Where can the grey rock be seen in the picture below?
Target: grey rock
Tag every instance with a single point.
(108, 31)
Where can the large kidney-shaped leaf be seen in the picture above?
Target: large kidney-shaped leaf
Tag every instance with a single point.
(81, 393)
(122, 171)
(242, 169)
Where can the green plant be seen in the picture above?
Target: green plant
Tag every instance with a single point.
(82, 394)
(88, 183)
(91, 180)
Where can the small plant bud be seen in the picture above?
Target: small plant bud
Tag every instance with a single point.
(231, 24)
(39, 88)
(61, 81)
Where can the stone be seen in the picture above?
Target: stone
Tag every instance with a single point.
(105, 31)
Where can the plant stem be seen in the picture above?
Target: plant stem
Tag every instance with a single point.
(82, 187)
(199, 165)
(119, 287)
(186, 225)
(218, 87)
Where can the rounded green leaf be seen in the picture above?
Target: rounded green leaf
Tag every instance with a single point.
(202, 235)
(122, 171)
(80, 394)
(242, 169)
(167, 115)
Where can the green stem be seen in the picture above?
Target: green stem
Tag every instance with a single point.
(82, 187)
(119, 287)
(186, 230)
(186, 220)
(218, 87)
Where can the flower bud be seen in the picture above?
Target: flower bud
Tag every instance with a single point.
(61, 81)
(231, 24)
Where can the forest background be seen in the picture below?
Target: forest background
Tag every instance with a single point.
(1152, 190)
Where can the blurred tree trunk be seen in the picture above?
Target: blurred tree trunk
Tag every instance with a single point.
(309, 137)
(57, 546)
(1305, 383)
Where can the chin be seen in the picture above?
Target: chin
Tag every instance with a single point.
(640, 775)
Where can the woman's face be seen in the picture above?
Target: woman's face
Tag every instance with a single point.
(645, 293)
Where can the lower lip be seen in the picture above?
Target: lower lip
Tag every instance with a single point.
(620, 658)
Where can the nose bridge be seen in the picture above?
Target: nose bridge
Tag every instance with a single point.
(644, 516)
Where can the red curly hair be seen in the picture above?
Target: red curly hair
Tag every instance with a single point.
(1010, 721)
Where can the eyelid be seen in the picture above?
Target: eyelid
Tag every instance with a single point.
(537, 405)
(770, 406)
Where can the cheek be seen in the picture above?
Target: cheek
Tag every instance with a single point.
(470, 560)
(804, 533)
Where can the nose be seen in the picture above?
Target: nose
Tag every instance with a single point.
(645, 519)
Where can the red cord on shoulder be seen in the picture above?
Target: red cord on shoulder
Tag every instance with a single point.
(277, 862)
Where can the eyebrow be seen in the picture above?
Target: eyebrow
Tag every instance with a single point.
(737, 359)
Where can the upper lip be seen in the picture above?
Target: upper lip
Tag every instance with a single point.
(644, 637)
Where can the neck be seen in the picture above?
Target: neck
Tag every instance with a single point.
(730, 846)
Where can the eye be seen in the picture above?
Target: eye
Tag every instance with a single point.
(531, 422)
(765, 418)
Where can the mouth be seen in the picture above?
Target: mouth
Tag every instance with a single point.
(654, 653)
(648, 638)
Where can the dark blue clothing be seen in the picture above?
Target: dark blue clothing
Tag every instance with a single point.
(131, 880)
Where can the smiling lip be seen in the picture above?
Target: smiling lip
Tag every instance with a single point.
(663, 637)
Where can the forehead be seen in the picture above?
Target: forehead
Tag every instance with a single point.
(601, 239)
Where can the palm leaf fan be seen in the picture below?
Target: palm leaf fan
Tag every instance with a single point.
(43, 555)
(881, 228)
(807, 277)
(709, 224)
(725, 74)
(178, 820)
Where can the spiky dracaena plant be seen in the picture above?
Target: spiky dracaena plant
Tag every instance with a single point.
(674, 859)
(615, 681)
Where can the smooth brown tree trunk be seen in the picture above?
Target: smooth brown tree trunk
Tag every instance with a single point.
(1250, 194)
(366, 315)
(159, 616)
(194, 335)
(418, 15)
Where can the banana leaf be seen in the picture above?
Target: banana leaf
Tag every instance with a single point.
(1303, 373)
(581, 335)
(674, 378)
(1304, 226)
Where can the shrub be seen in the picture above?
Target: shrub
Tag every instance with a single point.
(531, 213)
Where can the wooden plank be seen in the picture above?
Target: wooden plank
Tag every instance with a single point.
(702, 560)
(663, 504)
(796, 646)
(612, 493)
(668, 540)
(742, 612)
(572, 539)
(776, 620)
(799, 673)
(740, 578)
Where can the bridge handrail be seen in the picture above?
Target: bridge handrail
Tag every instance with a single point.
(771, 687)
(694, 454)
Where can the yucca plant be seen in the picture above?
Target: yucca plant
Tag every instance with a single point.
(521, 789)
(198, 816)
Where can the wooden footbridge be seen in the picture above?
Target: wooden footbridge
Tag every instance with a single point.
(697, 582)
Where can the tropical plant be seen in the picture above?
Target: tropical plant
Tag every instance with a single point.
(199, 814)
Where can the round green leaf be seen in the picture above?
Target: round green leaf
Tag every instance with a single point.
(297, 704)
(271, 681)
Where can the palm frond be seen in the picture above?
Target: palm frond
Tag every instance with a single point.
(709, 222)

------------------------------

Give back each entry above precisely as it was written.

**The answer:**
Where can the grey rock be seen in the picture below?
Target: grey rock
Tag every instance with a single point.
(108, 31)
Where can the large kidney-shaped leaf be seen in the picture above?
Target: large kidney-shaped leaf
Tag every instance with a single point.
(81, 393)
(122, 171)
(242, 169)
Where can the green plant be seen in the picture above?
Target: green plant
Tag every instance with a single point.
(82, 394)
(88, 183)
(91, 180)
Where can the small plant bud be seen in the picture above?
Target: small plant bud
Tag every instance with a single point.
(231, 24)
(39, 88)
(61, 81)
Where can the stone be seen in the picture above?
Target: stone
Tag every instance with a single point.
(105, 31)
Where can the plant stem be seen in the picture above?
Target: plant stem
Tag every instance with a single point.
(82, 187)
(199, 165)
(119, 287)
(186, 225)
(218, 87)
Where can the rounded green leaf be seen in the picture above?
Target: rounded green leaf
Tag every instance with a single point.
(202, 235)
(122, 171)
(80, 394)
(242, 169)
(167, 115)
Where can the green stem be seen in the picture above?
Target: green stem
Tag every instance with a single point.
(82, 187)
(119, 287)
(186, 230)
(186, 220)
(218, 87)
Where can the flower bud be seen in the picture above?
Target: flower bud
Tag every instance with a single point.
(61, 81)
(231, 24)
Where can the forest background be seen in the picture below?
Target: forest background
Tag every instance with a single point.
(1152, 190)
Where can the blurred tree trunk be seen in the picture above?
Target: blurred tree trunk
Tag every instance with a single point.
(309, 137)
(57, 546)
(1305, 383)
Where can the chin be seen in the picture above?
Target: chin
Tag every instance with a single point.
(640, 775)
Where can the woman's face be seen in the picture above?
Target: woman's face
Tag every instance with a single point.
(645, 293)
Where can the lower lip be seen in the picture above?
Target: lower lip
Tag every instance with a single point.
(620, 658)
Where can the nose bridge be seen in the picture above?
Target: nose bridge
Tag every instance with a single point.
(644, 516)
Where can the red curly hair be seen in the picture above?
Target: red curly hair
Tag every instance with a single point.
(1010, 721)
Where can the eyelid be seen in the picture above?
Target: eyelid
Tag every instance with a single point.
(537, 405)
(770, 406)
Where can the cheek be seen in the picture above?
Target: cheek
Tag every instance with a single point.
(470, 560)
(804, 533)
Where can the nose be seen in the picture above?
Target: nose
Tag every instance with a single point.
(645, 519)
Where can the red cord on shoulder be seen in the picture above?
Target: red cord on shoulder
Tag every instance with a single point.
(277, 862)
Where can the eyebrow be seen in the picture above?
Target: eyebrow
Tag every instance with a single point.
(737, 359)
Where can the upper lip be seen in the picture above?
Target: upper lip
Tag every instance with a single point.
(644, 637)
Where can the neck be seen in the picture above?
Target: neck
Tag every instance with a single point.
(730, 846)
Where can the eye be seen in the picture above?
Target: eye
Tag every instance with a single point.
(531, 422)
(765, 418)
Where can the mouth be seen in the picture above?
Target: mouth
Tag every instance with a single point.
(654, 653)
(648, 638)
Where can the dark blue clothing be seen in the picture above?
Target: dark blue clothing
Tag every instance with a single point.
(131, 880)
Where can the smiling lip be seen in the picture above?
Target: smiling lip
Tag every instance with a single point.
(663, 637)
Where can the forehead be seen in the picture above?
Target: forehead
Tag every instance with a single point.
(601, 239)
Where can the palm leaf fan be seen in the picture below?
Target: palm leaf fan
Tag every instance with a single point.
(43, 555)
(881, 228)
(807, 277)
(709, 224)
(725, 74)
(178, 820)
Where can the spiky dracaena plant be seen in the picture above?
Target: spiky dracaena plant
Tag every instance with a single point.
(674, 859)
(615, 681)
Where can the smooth brown tree trunk be seen in the picture above?
Target: smooth brown tree trunk
Tag every instance with a single point.
(1250, 194)
(366, 315)
(159, 616)
(194, 335)
(418, 15)
Where can the banana leaf be seen in the picture above?
Target: banana leaf
Tag every instance with a single point.
(1303, 373)
(581, 335)
(674, 378)
(1304, 226)
Where can the shrub be seen in the picture above?
Target: shrub
Tag every instance with a single point.
(531, 213)
Where can the wooden plank be seen in the picture above?
Target: wooden plank
Tag every instance with a single point.
(702, 560)
(663, 504)
(796, 646)
(612, 493)
(668, 540)
(742, 612)
(572, 539)
(776, 620)
(799, 673)
(740, 578)
Where can the bridge handrail be seen in the picture above?
Target: bridge handrail
Tag every instance with a single point.
(771, 687)
(694, 454)
Where can the yucca plant be seen in the picture above?
Target: yucca plant
Tag every instance with a single point.
(521, 789)
(198, 816)
Where can the wooden footbridge be seen in the picture above?
Target: wooden footbridge
Tag every instance with a single point.
(697, 582)
Where can the tropical plant be seen in the picture above?
Target: tropical plant
Tag every instance with a single point.
(199, 814)
Where can the round green leaf be seen in the picture above?
Target: round green leaf
Tag every instance with a single point.
(297, 704)
(271, 681)
Where can the palm frond be seen in the picture above?
Target: palm frond
Tag every instance with a single point.
(709, 222)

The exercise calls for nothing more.